Jun 30 2014
By Lynda Williams, Senior medwireNews Reporter
Scientists have identified genetic variants that reduce the likelihood of sunitinib dose reduction in patients with metastatic renal cell carcinoma (mRCC).
“We hypothesized that patients carrying genotypes that reduce absorption of sunitinib or increase metabolism of sunitinib – through lower sunitinib plasma levels and less frequent adverse events – less frequently require dose reductions”, explain Benoit Beuselinck, from University Hospitals Leuven in Belgium, and colleagues.
They studied germ-line DNA from 96 patients receiving first-line sunitinib treatment and found two single nucleotide polymorphisms (SNPs) in the efflux transporter ABC1B gene, already known to alter tyrosine kinase inhibitor (TKI) pharmacokinetics.
As reported in Acta Oncologica, the time to dose reduction (TTDR) was significantly longer in patients carrying the TT genotype of ABCB1 rs1125803 compared with CC or CT carriers, at 19 versus seven cycles.
TTDR was also significantly longer in patients carrying the TT or TA genotype of ABCB1 rs2032582 compared with their counterparts carrying GG or GT/GA variants, again at 19 versus seven cycles.
A third SNP in the ligand-activated nuclear receptor NR1/2 rs2776707 was also found to increase TTDR for patients with the TT genotype versus CC or CT genotypes, at 41.5 versus seven cycles.

DATASET EXTRACT
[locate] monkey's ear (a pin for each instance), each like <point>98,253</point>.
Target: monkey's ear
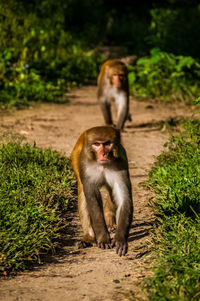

PROBLEM
Write out the full sunitinib article word for word. The material has no connection to the sunitinib article.

RESULT OF THIS EXERCISE
Jun 30 2014
By Lynda Williams, Senior medwireNews Reporter
Scientists have identified genetic variants that reduce the likelihood of sunitinib dose reduction in patients with metastatic renal cell carcinoma (mRCC).
“We hypothesized that patients carrying genotypes that reduce absorption of sunitinib or increase metabolism of sunitinib – through lower sunitinib plasma levels and less frequent adverse events – less frequently require dose reductions”, explain Benoit Beuselinck, from University Hospitals Leuven in Belgium, and colleagues.
They studied germ-line DNA from 96 patients receiving first-line sunitinib treatment and found two single nucleotide polymorphisms (SNPs) in the efflux transporter ABC1B gene, already known to alter tyrosine kinase inhibitor (TKI) pharmacokinetics.
As reported in Acta Oncologica, the time to dose reduction (TTDR) was significantly longer in patients carrying the TT genotype of ABCB1 rs1125803 compared with CC or CT carriers, at 19 versus seven cycles.
TTDR was also significantly longer in patients carrying the TT or TA genotype of ABCB1 rs2032582 compared with their counterparts carrying GG or GT/GA variants, again at 19 versus seven cycles.
A third SNP in the ligand-activated nuclear receptor NR1/2 rs2776707 was also found to increase TTDR for patients with the TT genotype versus CC or CT genotypes, at 41.5 versus seven cycles.